• _GOAL_:
Turn the lines below, from the line with "one marker per instance, written like [126,122]" through the last line, into a JSON list of strings with one string per line, skipping any blank lines.

• _MATERIAL TO PROCESS_:

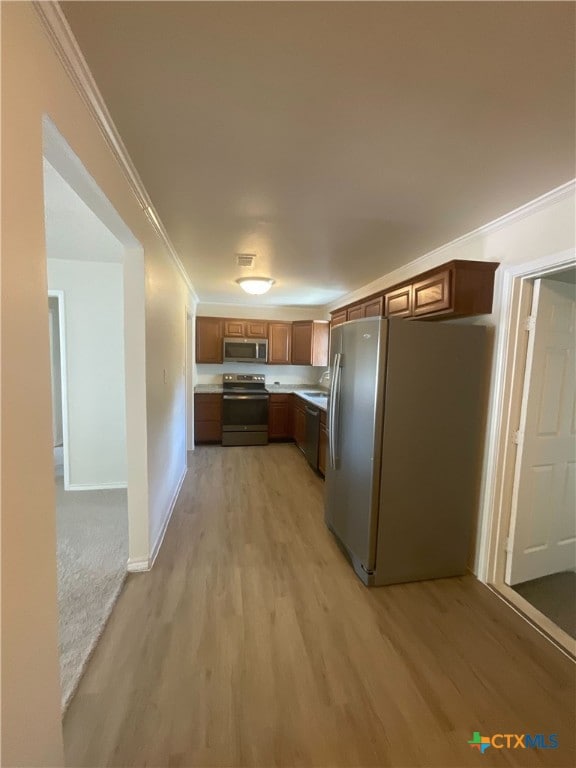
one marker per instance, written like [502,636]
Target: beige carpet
[92,533]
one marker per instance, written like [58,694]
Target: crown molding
[435,257]
[68,51]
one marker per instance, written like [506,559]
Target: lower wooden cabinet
[207,418]
[280,417]
[322,444]
[299,422]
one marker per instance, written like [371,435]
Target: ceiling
[336,141]
[73,231]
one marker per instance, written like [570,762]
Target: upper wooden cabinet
[246,329]
[310,342]
[398,303]
[432,294]
[455,289]
[373,307]
[339,317]
[279,343]
[355,313]
[208,340]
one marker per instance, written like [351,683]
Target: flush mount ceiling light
[255,285]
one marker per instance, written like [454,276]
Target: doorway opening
[532,551]
[96,293]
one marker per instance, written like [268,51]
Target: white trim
[75,65]
[162,533]
[61,156]
[98,487]
[505,350]
[138,565]
[59,296]
[438,255]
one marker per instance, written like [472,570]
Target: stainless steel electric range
[244,409]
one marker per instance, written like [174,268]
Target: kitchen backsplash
[284,374]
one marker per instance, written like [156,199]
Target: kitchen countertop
[273,389]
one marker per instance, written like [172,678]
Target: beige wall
[540,231]
[33,84]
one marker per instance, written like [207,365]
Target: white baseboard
[160,537]
[137,565]
[99,487]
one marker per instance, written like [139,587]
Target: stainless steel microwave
[245,350]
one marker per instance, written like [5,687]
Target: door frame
[59,296]
[64,160]
[511,353]
[189,336]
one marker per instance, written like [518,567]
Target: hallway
[252,643]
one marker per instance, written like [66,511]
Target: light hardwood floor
[252,643]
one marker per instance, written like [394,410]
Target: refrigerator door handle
[334,404]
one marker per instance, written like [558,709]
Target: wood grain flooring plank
[252,643]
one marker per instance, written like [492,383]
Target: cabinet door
[279,426]
[299,424]
[398,303]
[256,329]
[337,318]
[432,294]
[279,343]
[208,340]
[301,343]
[373,308]
[355,313]
[234,328]
[207,418]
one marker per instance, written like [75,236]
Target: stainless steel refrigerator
[405,423]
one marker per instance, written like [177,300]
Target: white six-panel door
[542,537]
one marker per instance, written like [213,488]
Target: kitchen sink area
[320,399]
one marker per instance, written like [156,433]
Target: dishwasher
[312,436]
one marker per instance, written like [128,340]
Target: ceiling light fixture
[255,285]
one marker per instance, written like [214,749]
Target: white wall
[95,381]
[55,372]
[35,83]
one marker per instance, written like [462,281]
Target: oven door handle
[245,397]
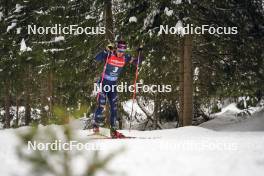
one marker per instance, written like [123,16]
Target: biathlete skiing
[115,59]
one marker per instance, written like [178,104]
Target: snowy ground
[226,145]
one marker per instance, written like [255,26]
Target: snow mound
[229,122]
[230,109]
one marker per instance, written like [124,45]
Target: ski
[102,136]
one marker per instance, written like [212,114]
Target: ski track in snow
[184,151]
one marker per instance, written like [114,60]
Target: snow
[18,8]
[59,38]
[185,151]
[13,24]
[1,16]
[177,1]
[150,18]
[132,19]
[23,46]
[88,17]
[179,28]
[168,12]
[19,30]
[230,148]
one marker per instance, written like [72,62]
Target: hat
[121,46]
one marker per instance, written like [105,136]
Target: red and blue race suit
[113,69]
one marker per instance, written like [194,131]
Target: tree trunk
[50,93]
[109,36]
[27,96]
[44,103]
[7,105]
[109,27]
[27,108]
[188,81]
[181,81]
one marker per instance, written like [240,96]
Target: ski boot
[96,129]
[115,134]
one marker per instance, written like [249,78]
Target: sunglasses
[121,51]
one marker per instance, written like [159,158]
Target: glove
[140,48]
[110,47]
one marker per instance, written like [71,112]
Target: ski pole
[134,93]
[103,74]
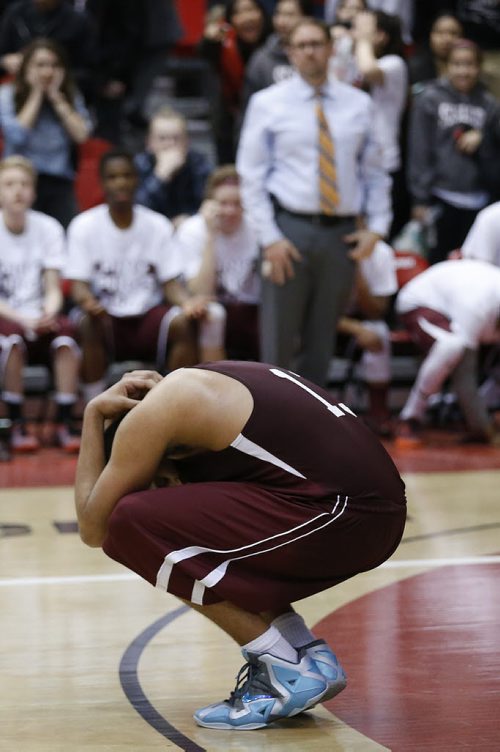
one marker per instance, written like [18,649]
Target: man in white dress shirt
[308,255]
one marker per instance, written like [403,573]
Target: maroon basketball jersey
[298,442]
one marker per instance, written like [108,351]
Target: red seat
[87,182]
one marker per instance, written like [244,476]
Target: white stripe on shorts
[217,574]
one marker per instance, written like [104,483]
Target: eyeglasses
[315,44]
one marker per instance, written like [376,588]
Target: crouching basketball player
[274,494]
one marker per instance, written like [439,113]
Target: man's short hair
[305,6]
[20,163]
[224,175]
[317,23]
[116,153]
[165,112]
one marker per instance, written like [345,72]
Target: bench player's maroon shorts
[39,348]
[217,541]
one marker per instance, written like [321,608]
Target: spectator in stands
[404,9]
[27,20]
[133,42]
[228,43]
[450,310]
[43,117]
[429,62]
[270,64]
[481,22]
[172,175]
[343,63]
[382,70]
[124,268]
[32,330]
[220,255]
[447,148]
[365,323]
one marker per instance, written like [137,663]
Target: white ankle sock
[293,628]
[271,641]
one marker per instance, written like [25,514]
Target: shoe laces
[250,680]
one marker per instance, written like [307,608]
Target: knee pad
[213,326]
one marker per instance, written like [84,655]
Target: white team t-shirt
[24,258]
[379,270]
[389,99]
[125,268]
[483,239]
[467,291]
[236,258]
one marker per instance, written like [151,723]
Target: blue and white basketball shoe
[328,665]
[267,689]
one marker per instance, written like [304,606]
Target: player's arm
[99,486]
[190,408]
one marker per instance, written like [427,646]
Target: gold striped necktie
[328,190]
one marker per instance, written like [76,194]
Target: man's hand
[364,242]
[93,307]
[125,394]
[277,263]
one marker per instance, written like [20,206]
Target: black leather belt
[326,220]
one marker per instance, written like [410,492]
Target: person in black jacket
[453,133]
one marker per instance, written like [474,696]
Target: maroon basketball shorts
[238,542]
[412,321]
[39,348]
[141,337]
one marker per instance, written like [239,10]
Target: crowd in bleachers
[125,236]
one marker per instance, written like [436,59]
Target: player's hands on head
[125,394]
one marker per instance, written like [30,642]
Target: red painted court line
[50,467]
[422,661]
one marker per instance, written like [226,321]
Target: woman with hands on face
[453,141]
[43,117]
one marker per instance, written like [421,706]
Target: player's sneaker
[267,689]
[328,665]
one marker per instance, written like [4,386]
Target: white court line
[130,576]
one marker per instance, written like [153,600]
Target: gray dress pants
[299,319]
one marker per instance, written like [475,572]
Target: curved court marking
[134,693]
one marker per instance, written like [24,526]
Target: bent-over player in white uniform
[450,309]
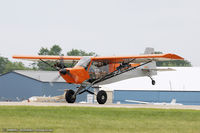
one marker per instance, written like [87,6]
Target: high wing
[107,60]
[138,59]
[66,59]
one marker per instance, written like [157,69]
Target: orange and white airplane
[93,71]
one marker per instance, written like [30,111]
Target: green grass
[100,120]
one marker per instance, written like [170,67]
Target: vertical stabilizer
[149,50]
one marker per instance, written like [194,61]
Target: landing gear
[70,97]
[153,82]
[101,97]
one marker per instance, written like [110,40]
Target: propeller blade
[54,80]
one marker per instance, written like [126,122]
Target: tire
[153,82]
[101,97]
[68,96]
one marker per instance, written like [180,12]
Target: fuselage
[87,70]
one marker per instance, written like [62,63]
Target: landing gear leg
[70,95]
[153,82]
[101,97]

• _FULL SOLUTION_:
[
  "one marker per instance, written like [126,122]",
  "Target: tire",
  "[153,82]",
  "[101,97]",
  "[68,96]",
  "one marker per instance, written like [180,12]",
  "Target: fuselage",
  "[87,70]",
  "one marker per instance, written like [62,63]",
  "Target: landing gear leg",
  "[70,95]",
  "[153,82]",
  "[101,97]"
]